-- Opening Marker --
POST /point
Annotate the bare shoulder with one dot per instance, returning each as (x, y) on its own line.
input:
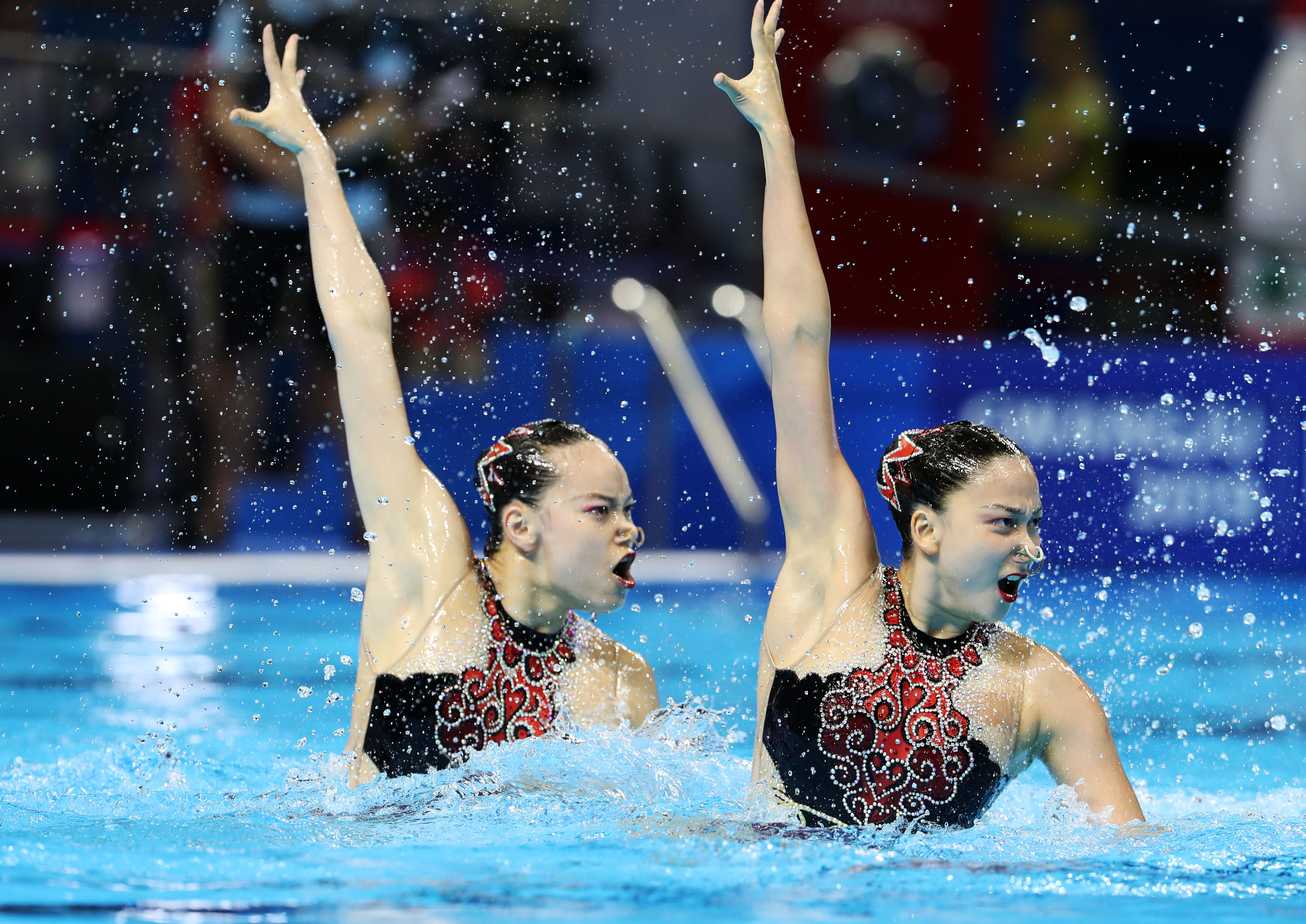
(629, 676)
(1052, 674)
(1057, 699)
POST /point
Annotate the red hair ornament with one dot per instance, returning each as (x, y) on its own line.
(906, 449)
(486, 470)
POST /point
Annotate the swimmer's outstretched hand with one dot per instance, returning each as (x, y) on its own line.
(285, 120)
(758, 96)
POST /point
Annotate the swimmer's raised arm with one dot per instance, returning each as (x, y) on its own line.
(1069, 731)
(828, 537)
(414, 519)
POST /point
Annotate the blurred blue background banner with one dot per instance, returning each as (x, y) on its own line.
(1146, 456)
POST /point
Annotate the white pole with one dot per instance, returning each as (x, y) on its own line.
(659, 323)
(746, 308)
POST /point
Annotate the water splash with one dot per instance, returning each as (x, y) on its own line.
(1049, 351)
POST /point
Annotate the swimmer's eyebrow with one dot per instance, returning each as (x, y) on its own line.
(596, 495)
(1018, 511)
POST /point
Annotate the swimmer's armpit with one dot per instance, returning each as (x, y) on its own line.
(1070, 733)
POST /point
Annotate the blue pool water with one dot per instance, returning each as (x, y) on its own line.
(138, 782)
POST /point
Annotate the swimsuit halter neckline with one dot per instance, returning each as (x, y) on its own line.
(532, 640)
(921, 640)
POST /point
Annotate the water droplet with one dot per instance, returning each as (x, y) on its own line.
(1049, 353)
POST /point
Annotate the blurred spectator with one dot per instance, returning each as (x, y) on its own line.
(1062, 144)
(27, 195)
(1270, 192)
(256, 333)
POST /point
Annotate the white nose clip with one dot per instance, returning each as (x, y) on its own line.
(1031, 555)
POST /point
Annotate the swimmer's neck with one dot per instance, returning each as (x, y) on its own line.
(924, 598)
(524, 594)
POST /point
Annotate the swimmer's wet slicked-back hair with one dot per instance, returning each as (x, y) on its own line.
(518, 468)
(924, 468)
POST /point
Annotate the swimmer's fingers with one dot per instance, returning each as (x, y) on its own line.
(759, 29)
(732, 88)
(288, 62)
(770, 25)
(271, 61)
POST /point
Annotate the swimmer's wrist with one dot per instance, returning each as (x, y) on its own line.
(317, 154)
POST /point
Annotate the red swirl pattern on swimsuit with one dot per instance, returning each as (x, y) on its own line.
(899, 742)
(512, 697)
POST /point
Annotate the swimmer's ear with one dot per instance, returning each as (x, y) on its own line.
(521, 528)
(925, 530)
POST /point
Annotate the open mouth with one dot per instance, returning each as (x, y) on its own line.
(622, 570)
(1010, 587)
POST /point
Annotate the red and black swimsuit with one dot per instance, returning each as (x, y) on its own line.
(876, 747)
(435, 719)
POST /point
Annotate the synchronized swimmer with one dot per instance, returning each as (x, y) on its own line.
(886, 696)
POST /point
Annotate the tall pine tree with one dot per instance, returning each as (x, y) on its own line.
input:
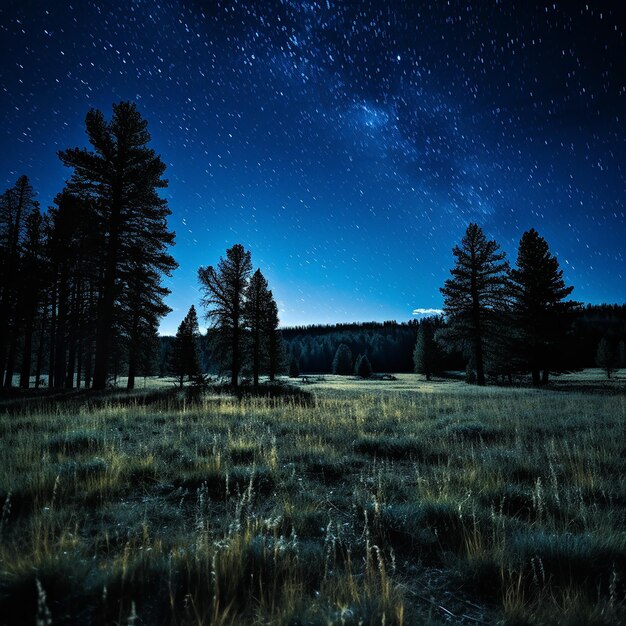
(256, 311)
(540, 311)
(122, 176)
(224, 289)
(474, 297)
(185, 358)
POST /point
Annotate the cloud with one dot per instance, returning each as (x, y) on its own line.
(427, 312)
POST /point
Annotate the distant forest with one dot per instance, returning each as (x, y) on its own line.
(390, 345)
(82, 295)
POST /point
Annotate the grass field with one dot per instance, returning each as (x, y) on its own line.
(334, 502)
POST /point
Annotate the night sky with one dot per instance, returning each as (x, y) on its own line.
(346, 144)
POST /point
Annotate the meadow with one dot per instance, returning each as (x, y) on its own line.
(338, 501)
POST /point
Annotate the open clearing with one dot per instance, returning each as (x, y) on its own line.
(338, 501)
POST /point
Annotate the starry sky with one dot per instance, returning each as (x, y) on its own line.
(346, 144)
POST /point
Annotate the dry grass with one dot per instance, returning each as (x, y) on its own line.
(395, 502)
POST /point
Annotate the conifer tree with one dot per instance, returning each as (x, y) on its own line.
(256, 312)
(474, 297)
(606, 358)
(16, 205)
(225, 287)
(275, 348)
(185, 358)
(121, 175)
(540, 313)
(426, 355)
(294, 368)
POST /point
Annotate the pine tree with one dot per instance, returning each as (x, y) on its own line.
(225, 288)
(540, 313)
(474, 297)
(122, 176)
(185, 358)
(275, 348)
(32, 273)
(256, 311)
(294, 368)
(426, 355)
(606, 358)
(17, 204)
(342, 362)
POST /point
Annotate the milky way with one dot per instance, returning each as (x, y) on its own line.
(347, 145)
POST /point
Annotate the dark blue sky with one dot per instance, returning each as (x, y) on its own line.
(346, 144)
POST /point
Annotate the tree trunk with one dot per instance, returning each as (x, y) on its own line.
(53, 333)
(73, 337)
(536, 376)
(60, 355)
(234, 374)
(27, 354)
(41, 342)
(8, 378)
(107, 294)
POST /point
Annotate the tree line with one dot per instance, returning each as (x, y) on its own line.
(81, 292)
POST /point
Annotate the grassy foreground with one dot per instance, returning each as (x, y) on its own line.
(342, 502)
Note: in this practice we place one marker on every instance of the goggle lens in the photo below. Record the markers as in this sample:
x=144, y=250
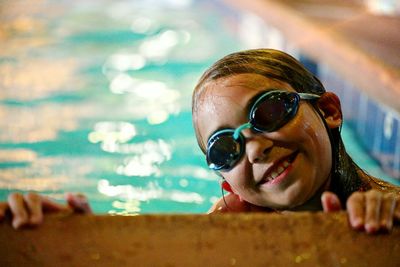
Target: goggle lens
x=223, y=150
x=271, y=111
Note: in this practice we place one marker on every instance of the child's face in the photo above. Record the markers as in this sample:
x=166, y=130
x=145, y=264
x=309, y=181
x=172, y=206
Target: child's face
x=301, y=147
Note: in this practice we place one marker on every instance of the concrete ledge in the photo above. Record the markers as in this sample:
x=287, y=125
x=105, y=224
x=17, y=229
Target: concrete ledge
x=256, y=239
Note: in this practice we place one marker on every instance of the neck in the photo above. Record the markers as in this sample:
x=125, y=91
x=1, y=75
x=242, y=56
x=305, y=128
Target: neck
x=314, y=203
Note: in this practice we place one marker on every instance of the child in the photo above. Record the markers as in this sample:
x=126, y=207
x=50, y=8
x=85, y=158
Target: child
x=271, y=131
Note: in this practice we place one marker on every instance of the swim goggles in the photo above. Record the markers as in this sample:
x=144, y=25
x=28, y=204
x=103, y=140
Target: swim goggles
x=269, y=112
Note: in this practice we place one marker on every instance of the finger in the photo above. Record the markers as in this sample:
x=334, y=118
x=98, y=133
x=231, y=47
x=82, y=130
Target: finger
x=49, y=205
x=330, y=202
x=78, y=202
x=387, y=211
x=18, y=209
x=373, y=201
x=34, y=204
x=356, y=210
x=3, y=210
x=397, y=209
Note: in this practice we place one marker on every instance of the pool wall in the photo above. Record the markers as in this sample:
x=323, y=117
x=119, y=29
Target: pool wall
x=354, y=52
x=257, y=239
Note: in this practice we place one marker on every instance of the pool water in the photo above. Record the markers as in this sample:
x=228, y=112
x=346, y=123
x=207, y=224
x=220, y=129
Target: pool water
x=95, y=97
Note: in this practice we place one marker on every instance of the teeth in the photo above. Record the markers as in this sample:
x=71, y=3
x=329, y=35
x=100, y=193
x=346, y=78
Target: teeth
x=286, y=164
x=279, y=170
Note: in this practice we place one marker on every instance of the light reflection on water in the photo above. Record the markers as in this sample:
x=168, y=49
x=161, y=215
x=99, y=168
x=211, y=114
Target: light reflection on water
x=95, y=98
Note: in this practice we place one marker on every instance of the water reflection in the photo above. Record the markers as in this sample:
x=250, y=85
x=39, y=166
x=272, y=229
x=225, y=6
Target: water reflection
x=95, y=98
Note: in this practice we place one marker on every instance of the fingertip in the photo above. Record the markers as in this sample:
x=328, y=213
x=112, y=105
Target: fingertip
x=36, y=219
x=17, y=223
x=330, y=202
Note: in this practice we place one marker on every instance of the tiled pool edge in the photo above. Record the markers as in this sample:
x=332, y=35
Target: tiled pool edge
x=375, y=123
x=252, y=239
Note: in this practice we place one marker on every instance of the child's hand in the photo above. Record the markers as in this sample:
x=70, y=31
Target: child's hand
x=28, y=209
x=371, y=211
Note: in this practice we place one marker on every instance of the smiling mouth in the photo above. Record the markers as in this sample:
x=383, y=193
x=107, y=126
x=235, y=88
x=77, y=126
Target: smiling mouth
x=281, y=167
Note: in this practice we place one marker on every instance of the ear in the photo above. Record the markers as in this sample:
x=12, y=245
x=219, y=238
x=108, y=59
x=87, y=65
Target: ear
x=329, y=105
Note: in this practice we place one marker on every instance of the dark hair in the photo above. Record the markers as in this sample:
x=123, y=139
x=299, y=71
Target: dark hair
x=277, y=65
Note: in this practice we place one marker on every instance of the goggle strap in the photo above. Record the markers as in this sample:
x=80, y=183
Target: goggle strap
x=241, y=128
x=306, y=96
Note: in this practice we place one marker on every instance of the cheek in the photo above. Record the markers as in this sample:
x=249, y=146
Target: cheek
x=317, y=143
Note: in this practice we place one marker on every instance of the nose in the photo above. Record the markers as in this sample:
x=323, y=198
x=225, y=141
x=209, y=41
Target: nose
x=258, y=146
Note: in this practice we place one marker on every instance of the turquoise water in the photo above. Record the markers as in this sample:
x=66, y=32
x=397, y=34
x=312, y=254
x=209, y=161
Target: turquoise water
x=95, y=98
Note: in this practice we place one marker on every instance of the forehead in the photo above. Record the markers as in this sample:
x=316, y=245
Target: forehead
x=224, y=101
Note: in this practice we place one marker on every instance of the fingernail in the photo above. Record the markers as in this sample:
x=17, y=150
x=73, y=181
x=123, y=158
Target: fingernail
x=387, y=224
x=371, y=227
x=17, y=223
x=357, y=222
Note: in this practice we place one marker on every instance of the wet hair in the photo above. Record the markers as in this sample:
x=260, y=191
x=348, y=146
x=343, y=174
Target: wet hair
x=279, y=66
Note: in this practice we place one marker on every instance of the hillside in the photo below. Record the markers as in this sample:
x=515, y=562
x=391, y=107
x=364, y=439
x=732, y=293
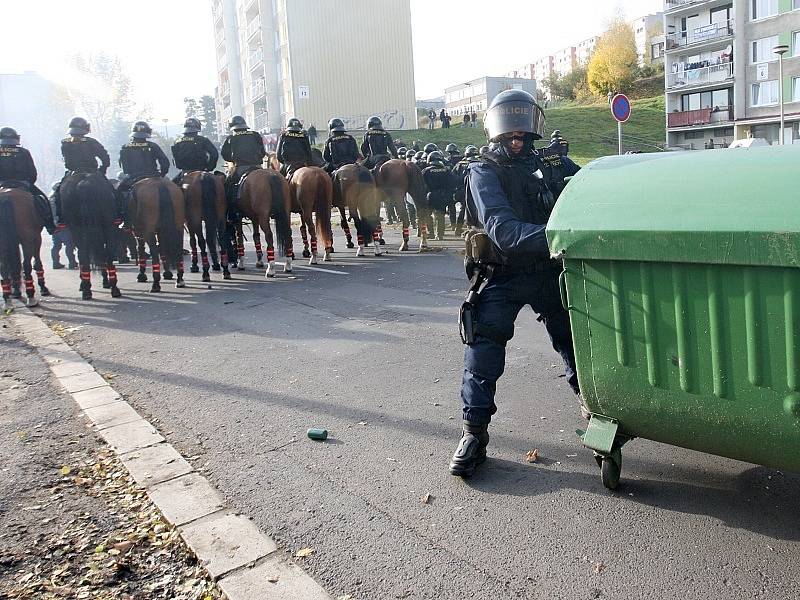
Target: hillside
x=591, y=130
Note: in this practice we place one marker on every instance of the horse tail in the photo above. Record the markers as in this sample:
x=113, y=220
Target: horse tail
x=9, y=240
x=208, y=186
x=283, y=223
x=170, y=237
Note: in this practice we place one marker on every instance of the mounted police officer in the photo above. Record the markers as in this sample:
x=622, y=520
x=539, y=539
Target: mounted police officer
x=244, y=150
x=439, y=181
x=294, y=149
x=192, y=151
x=509, y=265
x=377, y=146
x=556, y=165
x=18, y=171
x=341, y=148
x=471, y=155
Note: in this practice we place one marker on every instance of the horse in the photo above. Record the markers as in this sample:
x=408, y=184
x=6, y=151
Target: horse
x=354, y=189
x=20, y=226
x=88, y=206
x=312, y=189
x=205, y=203
x=158, y=212
x=264, y=194
x=396, y=178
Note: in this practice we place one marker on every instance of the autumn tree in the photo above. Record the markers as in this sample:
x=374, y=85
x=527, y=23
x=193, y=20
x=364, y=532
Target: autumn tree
x=613, y=64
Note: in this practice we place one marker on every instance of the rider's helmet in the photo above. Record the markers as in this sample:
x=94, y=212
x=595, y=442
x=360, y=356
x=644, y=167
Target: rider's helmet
x=79, y=126
x=336, y=126
x=237, y=123
x=191, y=125
x=9, y=137
x=141, y=130
x=294, y=125
x=436, y=158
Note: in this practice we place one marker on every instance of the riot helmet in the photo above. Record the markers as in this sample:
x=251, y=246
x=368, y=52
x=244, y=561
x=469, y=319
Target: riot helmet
x=191, y=125
x=9, y=137
x=79, y=126
x=514, y=110
x=237, y=123
x=436, y=158
x=336, y=126
x=141, y=130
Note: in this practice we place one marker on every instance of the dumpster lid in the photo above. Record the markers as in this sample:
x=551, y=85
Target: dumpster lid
x=713, y=206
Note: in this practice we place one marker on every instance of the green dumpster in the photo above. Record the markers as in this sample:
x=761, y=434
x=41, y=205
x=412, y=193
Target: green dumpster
x=682, y=278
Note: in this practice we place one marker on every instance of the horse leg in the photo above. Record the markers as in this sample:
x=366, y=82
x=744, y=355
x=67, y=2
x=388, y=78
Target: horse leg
x=37, y=264
x=193, y=245
x=142, y=277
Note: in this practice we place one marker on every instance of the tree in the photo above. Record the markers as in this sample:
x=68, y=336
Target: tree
x=615, y=59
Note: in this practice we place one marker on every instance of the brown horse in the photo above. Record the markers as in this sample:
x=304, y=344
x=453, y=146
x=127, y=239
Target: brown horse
x=264, y=195
x=158, y=213
x=396, y=178
x=354, y=189
x=205, y=203
x=312, y=189
x=88, y=207
x=20, y=226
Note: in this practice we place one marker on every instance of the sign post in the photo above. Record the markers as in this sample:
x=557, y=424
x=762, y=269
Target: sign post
x=621, y=110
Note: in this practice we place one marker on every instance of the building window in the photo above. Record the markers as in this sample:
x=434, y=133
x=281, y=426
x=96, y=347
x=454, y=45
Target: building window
x=763, y=49
x=765, y=93
x=761, y=9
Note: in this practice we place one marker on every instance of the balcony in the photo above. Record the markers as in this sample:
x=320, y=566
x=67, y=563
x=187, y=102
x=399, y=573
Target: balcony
x=700, y=35
x=703, y=116
x=698, y=77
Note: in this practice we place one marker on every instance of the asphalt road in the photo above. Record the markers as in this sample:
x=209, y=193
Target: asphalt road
x=234, y=375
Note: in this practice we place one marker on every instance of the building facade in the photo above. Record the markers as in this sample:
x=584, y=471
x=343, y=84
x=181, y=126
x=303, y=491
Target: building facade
x=722, y=74
x=476, y=95
x=279, y=59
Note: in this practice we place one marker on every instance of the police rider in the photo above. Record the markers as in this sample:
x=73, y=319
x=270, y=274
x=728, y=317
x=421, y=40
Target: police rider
x=378, y=146
x=294, y=149
x=508, y=205
x=341, y=148
x=192, y=151
x=18, y=171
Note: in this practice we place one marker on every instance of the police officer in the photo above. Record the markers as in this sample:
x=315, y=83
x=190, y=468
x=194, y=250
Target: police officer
x=439, y=181
x=556, y=165
x=244, y=150
x=192, y=151
x=294, y=149
x=341, y=148
x=508, y=205
x=471, y=155
x=18, y=171
x=377, y=146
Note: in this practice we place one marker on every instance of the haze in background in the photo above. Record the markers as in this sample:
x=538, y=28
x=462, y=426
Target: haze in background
x=167, y=46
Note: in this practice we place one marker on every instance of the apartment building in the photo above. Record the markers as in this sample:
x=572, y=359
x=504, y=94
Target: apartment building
x=278, y=59
x=722, y=75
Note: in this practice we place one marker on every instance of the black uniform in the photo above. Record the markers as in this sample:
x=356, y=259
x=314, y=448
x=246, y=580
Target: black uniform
x=17, y=170
x=439, y=181
x=294, y=151
x=340, y=149
x=378, y=147
x=193, y=152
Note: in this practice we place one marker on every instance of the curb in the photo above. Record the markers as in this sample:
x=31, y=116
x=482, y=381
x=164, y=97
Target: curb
x=242, y=560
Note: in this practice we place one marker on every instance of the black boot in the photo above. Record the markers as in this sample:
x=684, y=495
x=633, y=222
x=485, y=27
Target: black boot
x=471, y=450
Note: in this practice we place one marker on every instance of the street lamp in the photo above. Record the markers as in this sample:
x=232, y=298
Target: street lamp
x=780, y=51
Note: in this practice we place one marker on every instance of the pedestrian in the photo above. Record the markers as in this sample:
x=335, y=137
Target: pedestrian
x=509, y=268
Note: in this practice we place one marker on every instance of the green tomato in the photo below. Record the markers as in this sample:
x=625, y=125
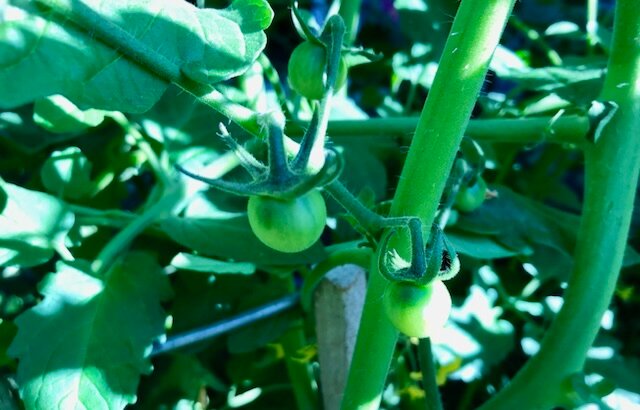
-- Closing Marker --
Please state how many lines in the material above include the word "below". Nothing but the number is wanted.

3